## [TAREA ASIGNADA]
Continúa el texto sobre el aniversario de la Constitución de 1978 y la organización territorial a partir de su última oración.

## [FRAGMENTO PARA LEER]
===

En la actualidad, cuando se celebra el cuadragésimo primer aniversario de la Carta Magna, el panorama político, económico, sociológico, tecnológico, cultural o, simplemente vital, dista mucho del que existía en 1978. Ello demanda una revisión pausada y consensuada de ese marco. El problema es que, en lo político, la aparición de las nuevas formaciones de viejas ideologías, más dogmáticas y con ganas de mandar, ha escorado la vida política hacia los extremos, con los neocomunistas por un lado y los ultras de la derecha por el otro. Y ello en un contexto donde la crisis económica y la reordenación de la geopolítica internacional han impulsado este fenómeno a la par que la exaltación de lo local, de los viejos nacionalismos.

Consecuencia de ello es el cuestionamiento de uno de los pilares del marco constitucional: La organización territorial. Unos piden el reconocimiento de la autodeterminación de los pueblos, otros recentralización y los terceros, los nacionalistas, claman independencia. Es como si la organización en Comunidades Autónomas fuera uno de los males que azotan al país. En ese escenario, las Comunidades, todas sin distinción, gobierne quien gobierne, reclaman más fondos para garantizar un adecuado funcionamiento del sistema que nos hemos dado y más capacidad de gestión (transferencias), en distinto grado según los territorios.

===

## [DATOS REGISTRADOS]

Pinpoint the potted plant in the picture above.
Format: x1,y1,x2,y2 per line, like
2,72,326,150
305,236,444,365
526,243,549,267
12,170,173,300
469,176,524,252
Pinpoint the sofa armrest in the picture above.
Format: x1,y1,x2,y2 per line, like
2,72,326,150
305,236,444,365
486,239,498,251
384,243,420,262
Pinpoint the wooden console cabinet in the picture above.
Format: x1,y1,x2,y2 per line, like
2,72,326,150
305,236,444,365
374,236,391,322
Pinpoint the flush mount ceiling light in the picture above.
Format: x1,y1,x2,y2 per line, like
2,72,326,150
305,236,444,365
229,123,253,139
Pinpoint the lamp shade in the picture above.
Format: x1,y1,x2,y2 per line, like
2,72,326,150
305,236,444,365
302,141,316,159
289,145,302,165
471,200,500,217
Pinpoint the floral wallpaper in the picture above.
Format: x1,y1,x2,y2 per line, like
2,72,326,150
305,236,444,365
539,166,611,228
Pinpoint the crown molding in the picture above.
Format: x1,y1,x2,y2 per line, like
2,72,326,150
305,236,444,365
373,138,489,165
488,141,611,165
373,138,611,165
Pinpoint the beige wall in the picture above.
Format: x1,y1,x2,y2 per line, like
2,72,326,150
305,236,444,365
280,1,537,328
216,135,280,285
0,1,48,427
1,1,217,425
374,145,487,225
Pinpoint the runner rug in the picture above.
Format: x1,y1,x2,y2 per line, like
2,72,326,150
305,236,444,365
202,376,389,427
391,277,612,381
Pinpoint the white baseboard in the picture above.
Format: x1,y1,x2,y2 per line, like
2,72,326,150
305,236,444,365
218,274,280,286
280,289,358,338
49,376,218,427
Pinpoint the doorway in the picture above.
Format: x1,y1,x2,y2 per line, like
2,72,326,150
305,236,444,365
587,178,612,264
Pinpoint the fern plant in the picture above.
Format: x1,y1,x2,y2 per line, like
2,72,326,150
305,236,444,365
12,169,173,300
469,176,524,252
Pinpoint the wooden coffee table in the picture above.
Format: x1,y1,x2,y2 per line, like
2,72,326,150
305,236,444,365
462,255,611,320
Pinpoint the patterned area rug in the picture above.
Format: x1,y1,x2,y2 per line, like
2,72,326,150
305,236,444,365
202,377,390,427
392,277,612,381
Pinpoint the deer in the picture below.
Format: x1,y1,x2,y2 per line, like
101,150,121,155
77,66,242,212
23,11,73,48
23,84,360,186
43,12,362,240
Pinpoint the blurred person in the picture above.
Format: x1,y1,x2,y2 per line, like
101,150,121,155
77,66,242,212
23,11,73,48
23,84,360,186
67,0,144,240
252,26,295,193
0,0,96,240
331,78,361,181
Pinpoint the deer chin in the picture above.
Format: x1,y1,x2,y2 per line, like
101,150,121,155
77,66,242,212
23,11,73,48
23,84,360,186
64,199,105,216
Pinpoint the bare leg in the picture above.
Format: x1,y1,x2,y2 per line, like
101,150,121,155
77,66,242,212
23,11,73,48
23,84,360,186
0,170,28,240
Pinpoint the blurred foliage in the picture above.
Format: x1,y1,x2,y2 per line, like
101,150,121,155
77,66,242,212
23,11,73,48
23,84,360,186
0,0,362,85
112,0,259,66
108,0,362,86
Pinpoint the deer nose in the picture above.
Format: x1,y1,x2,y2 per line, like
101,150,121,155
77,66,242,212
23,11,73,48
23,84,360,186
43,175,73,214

===

## [RESULTADO ESPERADO]
Lo cierto y verdad es que nunca antes pueblos y provincias se habían desarrollado con tanta fuerza en tan poco tiempo, ni la administración había sido ni tan cercana, ni tan transparente, ni tan accesible. Todas las Autonomías que habían nacido como administrativas (salvo cuatro) se convirtieron en Autonomías políticas con la responsabilidad de gestionar los principales servicios públicos del Estado Social. El año pasado gestionaron 182.800 millones de euros (datos en términos de contabilidad nacional de 2018), equivalentes al 15,21% de la riqueza nacional). El gobierno central por su parte gastó 229.300 millones de euros (19,07% del PIB). A eso se suman los 172.600 millones que pagó la Seguridad Social (14,36% del PIB). El cuadro se completa con los 70.200 millones que gestionaron las entidades locales (5,9% del PIB). Como cualquier grupo, empresa, colectivo u organización, la gestión presenta disfunciones, cuando no malas praxis, que terminan pagando los ciudadanos. Pero eso es algo que no invalida el sistema, sino destaca su cualidad de perfeccionable.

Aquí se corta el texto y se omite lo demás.